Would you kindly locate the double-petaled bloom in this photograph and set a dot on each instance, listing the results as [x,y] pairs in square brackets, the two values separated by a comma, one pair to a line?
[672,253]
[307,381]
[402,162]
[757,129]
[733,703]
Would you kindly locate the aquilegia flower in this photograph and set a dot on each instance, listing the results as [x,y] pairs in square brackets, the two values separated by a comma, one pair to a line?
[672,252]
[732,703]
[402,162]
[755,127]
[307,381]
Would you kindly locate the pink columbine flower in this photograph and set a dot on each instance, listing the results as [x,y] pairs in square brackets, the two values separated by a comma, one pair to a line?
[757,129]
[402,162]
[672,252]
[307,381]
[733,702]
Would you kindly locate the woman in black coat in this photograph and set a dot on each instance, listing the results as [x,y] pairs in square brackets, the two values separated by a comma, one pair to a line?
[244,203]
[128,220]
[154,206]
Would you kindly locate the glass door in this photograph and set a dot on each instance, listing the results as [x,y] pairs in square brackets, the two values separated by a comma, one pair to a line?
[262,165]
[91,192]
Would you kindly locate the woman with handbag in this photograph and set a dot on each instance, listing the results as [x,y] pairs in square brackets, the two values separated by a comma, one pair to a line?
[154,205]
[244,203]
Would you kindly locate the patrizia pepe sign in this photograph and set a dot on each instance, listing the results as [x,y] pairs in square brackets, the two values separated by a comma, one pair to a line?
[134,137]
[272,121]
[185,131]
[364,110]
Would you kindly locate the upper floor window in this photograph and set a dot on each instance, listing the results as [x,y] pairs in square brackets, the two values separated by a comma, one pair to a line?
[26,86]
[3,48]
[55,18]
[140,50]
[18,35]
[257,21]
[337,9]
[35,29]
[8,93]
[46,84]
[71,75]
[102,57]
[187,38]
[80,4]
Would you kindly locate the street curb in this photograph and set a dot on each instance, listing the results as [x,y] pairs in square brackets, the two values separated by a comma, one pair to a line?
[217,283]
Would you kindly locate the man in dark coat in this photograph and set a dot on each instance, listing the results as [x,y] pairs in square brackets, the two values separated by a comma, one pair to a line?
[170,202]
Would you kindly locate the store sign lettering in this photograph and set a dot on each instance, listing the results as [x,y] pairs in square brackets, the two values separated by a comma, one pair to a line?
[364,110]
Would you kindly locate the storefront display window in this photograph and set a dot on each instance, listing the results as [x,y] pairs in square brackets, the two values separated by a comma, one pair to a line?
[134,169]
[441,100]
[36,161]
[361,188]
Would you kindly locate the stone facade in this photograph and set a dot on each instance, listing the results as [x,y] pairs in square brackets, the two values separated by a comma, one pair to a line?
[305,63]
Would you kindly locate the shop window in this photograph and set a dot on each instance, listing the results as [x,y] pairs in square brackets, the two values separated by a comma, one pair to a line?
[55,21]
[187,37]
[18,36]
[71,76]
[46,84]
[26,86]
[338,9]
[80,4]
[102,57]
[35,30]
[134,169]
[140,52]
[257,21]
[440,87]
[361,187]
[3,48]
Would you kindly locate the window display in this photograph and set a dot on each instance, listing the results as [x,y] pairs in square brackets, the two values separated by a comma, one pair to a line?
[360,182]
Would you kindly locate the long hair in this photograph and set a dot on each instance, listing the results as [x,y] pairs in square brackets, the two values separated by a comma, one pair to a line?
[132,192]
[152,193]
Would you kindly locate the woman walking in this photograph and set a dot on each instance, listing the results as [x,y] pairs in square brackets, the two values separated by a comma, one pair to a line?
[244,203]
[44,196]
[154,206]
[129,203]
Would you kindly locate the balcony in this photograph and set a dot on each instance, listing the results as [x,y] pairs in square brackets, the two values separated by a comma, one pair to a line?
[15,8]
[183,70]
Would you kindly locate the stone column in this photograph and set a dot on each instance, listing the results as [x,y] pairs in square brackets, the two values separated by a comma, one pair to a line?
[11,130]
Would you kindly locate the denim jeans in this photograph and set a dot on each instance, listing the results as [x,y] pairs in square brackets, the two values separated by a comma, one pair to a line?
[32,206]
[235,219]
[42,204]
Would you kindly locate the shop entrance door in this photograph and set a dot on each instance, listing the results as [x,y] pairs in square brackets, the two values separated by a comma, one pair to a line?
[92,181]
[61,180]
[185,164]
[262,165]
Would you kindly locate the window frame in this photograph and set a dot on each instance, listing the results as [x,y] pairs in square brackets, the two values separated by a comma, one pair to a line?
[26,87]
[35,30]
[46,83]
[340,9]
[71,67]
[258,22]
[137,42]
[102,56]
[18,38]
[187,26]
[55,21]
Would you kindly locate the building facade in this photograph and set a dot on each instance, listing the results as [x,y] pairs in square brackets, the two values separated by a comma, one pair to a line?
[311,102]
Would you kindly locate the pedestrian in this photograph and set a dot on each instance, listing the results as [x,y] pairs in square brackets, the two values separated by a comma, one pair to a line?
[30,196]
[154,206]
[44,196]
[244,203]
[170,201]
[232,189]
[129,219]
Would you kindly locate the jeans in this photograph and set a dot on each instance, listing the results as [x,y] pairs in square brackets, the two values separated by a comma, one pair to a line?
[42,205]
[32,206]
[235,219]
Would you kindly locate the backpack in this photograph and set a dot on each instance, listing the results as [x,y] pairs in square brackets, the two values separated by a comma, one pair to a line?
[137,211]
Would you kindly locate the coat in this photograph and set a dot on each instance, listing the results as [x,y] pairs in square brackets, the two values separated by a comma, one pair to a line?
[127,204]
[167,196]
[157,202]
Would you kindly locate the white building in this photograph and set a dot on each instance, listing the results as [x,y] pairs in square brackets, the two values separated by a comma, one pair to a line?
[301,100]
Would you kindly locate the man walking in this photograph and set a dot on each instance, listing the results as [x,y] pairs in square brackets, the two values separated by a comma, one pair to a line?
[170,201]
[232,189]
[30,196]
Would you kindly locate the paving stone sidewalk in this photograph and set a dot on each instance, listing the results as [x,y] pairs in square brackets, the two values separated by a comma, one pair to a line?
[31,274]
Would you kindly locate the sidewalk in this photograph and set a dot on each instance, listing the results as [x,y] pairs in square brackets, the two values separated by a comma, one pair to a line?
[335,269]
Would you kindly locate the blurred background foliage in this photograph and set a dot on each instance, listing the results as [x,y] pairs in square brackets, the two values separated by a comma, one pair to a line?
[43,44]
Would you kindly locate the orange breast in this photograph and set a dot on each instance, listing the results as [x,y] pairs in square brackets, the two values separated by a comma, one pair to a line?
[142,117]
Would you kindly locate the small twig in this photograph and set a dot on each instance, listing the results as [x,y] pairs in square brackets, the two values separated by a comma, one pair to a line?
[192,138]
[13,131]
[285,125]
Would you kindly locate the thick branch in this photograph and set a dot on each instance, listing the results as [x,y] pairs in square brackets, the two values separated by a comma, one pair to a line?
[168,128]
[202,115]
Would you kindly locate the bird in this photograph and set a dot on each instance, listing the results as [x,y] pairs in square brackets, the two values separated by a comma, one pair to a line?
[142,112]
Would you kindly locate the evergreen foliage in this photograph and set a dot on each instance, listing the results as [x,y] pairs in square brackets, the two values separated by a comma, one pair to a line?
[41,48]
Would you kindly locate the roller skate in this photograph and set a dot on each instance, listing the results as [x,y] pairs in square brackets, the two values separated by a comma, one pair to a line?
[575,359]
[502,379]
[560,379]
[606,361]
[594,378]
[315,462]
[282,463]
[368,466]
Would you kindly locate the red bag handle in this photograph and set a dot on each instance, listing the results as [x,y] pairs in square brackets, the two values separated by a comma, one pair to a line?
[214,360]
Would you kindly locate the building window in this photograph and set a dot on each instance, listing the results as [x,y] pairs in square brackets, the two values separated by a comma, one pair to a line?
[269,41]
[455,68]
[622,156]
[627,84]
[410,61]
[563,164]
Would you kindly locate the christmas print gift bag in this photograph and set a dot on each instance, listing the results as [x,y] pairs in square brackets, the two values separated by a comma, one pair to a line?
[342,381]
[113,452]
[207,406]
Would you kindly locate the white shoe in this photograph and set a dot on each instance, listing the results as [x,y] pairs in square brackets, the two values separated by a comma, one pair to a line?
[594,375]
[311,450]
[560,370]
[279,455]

────────────────────

### WORK INSTRUCTIONS
Transcribe, word for word, every line from the one containing "Would you kindly locate the red" through the final line of the entries, and nothing else.

### OUTPUT FOR THIS TASK
Would you kindly locate the red bag handle in this photograph and set a dot on each instance, listing the results as [x,y] pairs in square brackets, the two values separated by a comma, one pair to a line?
[214,360]
Would you kindly locate the building window in this photograph and set a dot on each instance, listing the results as [x,y] pairs in square brackets, the two values separated by a comma, one pair to a line?
[269,41]
[455,68]
[622,156]
[627,84]
[410,61]
[563,164]
Would you kindly locate the christmas print gift bag in this photograph and set a dot on each instance, listing the results as [x,y] pairs in square brackets, the two values separated by a comma, one pair to a line?
[342,381]
[113,452]
[207,406]
Would you kindly locate the white shoe in this photograph and set a dot on each instance, listing the results as [x,y] pairs in square brackets, the two values separated by a comma, one pair to a line?
[594,375]
[311,450]
[560,370]
[279,455]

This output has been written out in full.